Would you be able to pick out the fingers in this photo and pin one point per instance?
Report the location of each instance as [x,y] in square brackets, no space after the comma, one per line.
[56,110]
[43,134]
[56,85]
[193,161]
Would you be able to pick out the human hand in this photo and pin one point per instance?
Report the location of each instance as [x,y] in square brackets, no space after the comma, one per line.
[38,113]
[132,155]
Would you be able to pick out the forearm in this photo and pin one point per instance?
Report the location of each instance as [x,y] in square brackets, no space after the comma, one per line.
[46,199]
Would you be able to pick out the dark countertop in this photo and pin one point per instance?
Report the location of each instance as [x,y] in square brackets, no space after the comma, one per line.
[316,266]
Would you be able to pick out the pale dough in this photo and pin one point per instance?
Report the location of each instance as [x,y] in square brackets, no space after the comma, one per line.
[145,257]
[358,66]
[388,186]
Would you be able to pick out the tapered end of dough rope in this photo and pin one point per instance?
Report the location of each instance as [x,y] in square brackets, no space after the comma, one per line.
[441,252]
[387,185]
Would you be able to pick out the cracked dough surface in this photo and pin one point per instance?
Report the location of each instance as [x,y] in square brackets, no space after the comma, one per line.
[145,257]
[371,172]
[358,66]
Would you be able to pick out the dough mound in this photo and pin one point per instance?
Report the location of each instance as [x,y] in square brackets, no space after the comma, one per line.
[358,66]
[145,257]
--
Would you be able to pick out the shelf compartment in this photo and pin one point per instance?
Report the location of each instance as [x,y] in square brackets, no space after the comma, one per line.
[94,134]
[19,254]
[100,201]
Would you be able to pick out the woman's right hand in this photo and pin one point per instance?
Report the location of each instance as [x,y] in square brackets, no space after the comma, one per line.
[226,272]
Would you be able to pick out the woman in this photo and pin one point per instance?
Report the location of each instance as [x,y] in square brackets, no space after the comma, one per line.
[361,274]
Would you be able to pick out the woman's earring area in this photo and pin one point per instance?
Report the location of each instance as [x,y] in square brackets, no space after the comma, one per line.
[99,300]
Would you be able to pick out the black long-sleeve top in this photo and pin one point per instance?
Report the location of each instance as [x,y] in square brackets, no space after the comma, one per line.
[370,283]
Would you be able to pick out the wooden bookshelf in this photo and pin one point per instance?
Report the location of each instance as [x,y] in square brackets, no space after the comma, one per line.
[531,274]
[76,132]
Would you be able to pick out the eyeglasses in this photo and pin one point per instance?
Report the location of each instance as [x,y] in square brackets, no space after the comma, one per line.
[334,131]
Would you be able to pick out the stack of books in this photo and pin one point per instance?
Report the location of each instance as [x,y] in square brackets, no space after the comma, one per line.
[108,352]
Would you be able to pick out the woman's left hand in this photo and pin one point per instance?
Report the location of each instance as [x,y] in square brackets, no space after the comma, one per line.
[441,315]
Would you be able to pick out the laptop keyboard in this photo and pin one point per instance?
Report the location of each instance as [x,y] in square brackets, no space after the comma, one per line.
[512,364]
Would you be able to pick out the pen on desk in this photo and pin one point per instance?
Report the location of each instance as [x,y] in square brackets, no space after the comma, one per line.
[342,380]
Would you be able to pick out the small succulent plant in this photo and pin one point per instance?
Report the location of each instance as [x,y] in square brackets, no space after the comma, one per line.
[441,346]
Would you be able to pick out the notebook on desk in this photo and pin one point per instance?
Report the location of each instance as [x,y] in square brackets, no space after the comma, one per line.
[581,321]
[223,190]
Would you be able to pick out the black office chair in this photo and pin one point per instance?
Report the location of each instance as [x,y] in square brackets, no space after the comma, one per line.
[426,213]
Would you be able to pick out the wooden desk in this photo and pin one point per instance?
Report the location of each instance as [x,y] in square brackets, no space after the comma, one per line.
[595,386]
* * *
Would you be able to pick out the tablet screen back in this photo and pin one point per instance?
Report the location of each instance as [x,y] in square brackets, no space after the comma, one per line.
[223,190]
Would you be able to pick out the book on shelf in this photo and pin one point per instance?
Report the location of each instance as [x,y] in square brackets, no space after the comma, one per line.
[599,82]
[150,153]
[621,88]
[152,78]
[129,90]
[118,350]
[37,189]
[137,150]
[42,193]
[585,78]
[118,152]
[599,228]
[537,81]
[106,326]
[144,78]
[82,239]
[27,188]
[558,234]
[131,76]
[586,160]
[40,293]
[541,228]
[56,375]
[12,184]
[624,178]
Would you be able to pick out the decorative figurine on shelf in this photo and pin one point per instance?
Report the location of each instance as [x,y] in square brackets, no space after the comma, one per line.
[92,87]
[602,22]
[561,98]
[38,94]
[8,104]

What this task involves: Filter the material above down to the lines containing the string "wooden", and copy each of those lines in full.

Exercise result:
Would you be able to pick out the wooden bookshelf in this photo and pin one point per instance?
Would you be able to pick out the wooden desk in this photo and pin one point per instance?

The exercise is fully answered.